━━━ SOURCE INFORMATION ━━━

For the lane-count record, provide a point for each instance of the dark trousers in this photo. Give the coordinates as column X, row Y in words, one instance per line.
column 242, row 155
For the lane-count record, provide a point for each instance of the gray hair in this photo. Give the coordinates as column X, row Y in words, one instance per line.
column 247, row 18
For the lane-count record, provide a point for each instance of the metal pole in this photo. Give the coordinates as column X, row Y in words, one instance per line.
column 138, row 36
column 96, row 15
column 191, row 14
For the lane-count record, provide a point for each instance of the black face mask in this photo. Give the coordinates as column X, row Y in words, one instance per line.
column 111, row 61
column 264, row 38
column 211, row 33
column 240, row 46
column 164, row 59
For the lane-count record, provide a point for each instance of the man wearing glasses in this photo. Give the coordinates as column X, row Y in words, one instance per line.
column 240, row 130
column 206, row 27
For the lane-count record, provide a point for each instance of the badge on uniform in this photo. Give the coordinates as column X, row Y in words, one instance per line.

━━━
━━━ SOURCE INFORMATION ━━━

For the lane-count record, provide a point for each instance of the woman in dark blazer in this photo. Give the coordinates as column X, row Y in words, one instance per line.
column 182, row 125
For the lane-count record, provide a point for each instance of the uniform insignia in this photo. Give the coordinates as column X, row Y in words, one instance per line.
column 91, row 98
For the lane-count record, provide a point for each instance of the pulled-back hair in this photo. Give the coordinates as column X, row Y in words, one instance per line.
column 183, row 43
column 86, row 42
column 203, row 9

━━━
━━━ SOURCE INFORMATION ━━━

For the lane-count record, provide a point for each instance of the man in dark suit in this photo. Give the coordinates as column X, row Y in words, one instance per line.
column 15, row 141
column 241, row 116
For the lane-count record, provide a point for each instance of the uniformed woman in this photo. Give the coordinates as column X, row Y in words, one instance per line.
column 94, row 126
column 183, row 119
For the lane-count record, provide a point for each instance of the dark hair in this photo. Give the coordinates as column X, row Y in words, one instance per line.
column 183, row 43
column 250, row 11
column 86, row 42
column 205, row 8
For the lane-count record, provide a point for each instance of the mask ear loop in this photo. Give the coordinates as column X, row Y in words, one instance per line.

━━━

Return, word for word, the lines of the data above from the line with "the dark hair" through the line with "of the mask", inclusive.

For the lane-count record, provide a point for each instance of the dark hair in this photo. Give the coordinates as column X, row Y in words, one instance per line.
column 183, row 43
column 250, row 11
column 86, row 42
column 205, row 8
For the lane-count record, provide a point for each instance of the mask ear loop in this photo. Give the coordinates as column X, row Y in words, one instance per line.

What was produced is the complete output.